§ Aim of the exercise:
Output the lines below as a JSON list of strings, one string per line, leaving out any blank lines.

↓↓↓

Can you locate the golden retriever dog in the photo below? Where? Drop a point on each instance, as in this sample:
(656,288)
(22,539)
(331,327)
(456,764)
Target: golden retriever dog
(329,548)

↑↑↑

§ Solution:
[
  "Can you locate the golden retriever dog in the photo below? Where? Drop a point on each instance, as in this sample:",
  "(656,288)",
  "(22,539)",
  "(331,327)",
  "(456,764)",
  "Target: golden retriever dog",
  "(329,548)"
]